:: Task to carry out ::
Gather all lines in the entries below that include the word "WHERE".

:: Extracted data ::
►
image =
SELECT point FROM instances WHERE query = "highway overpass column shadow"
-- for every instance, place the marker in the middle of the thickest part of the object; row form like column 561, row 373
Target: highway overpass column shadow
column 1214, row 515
◄
►
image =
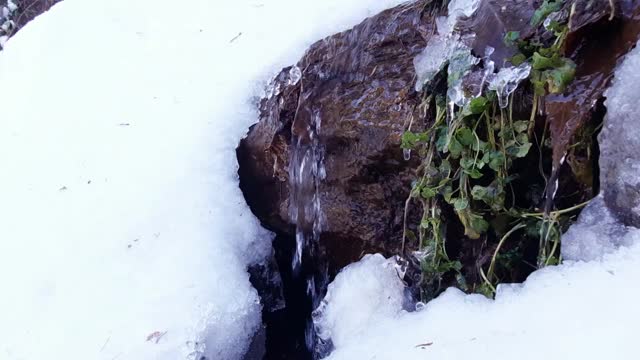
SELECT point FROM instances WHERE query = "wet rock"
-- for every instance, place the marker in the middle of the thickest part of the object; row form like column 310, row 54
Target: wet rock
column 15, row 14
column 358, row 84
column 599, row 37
◄
:: Result of the task ::
SELECT point FROM instances WHERE query = "highway overpass column shadow"
SELECT point FROM instances WHERE query = "wet rock"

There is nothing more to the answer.